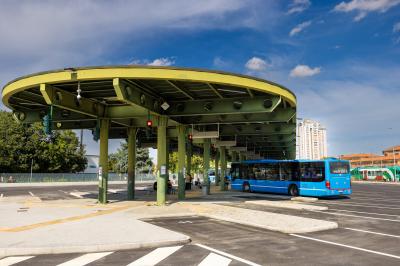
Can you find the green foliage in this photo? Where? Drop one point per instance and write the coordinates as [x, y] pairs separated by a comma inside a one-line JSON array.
[[20, 144], [118, 161]]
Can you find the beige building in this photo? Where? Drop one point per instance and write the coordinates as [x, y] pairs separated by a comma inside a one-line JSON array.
[[311, 142], [390, 157]]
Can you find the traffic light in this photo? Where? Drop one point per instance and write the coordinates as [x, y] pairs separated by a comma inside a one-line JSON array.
[[47, 124], [96, 131]]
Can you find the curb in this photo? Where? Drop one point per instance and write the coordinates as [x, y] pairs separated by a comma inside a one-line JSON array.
[[6, 252]]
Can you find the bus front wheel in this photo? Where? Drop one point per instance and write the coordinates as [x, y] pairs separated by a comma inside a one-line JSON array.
[[293, 191], [246, 187]]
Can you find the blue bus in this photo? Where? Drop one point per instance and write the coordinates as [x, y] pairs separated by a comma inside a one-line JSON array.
[[317, 178]]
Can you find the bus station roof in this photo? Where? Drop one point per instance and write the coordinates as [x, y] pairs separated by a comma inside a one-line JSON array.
[[251, 112]]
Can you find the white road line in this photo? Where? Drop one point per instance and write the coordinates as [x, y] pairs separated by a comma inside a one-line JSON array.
[[229, 255], [359, 216], [85, 259], [76, 195], [374, 213], [361, 205], [347, 246], [13, 260], [155, 256], [213, 259], [370, 232]]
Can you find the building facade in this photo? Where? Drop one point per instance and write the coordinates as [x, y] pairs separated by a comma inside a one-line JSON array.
[[311, 142], [390, 157]]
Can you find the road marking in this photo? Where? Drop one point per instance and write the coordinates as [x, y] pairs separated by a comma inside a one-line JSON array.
[[370, 232], [228, 255], [213, 259], [13, 260], [64, 220], [351, 215], [85, 259], [361, 205], [347, 246], [155, 256], [76, 195], [374, 213]]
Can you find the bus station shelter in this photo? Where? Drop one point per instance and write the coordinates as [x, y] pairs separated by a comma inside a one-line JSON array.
[[220, 115]]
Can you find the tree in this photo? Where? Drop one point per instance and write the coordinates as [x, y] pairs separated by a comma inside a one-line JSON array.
[[21, 144], [118, 161]]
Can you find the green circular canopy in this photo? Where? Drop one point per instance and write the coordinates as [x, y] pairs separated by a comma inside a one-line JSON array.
[[245, 111]]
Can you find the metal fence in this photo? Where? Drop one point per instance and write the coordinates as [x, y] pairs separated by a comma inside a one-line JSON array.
[[66, 177]]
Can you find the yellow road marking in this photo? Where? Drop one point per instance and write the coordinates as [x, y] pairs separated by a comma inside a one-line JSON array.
[[64, 220]]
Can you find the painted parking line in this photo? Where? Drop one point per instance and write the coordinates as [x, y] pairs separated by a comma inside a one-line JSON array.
[[373, 213], [347, 246], [371, 232], [214, 259], [228, 255], [358, 216], [362, 205], [85, 259], [13, 260], [155, 256]]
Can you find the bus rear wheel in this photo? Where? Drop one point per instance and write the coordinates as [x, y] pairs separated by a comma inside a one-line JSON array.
[[293, 191], [246, 187]]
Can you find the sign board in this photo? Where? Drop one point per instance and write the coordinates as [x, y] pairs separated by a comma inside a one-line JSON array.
[[100, 173], [163, 170]]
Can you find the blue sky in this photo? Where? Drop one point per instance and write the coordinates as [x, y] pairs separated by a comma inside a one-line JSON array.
++++++
Rewrite everything in the listing from the line containing "Can you find the bus station roof" down to the line containing "[[251, 112]]" as a Markdown table, skipping blank lines. Use two columns: "Row" for the row number and "Text" for the line.

*Result*:
| Row | Text |
|---|---|
| 1 | Can you find the bus station roof in this photo? Where? Drop one point per instance and write the coordinates as [x, y] pairs separated by a comma inside a one-line JSON array. |
| 2 | [[251, 112]] |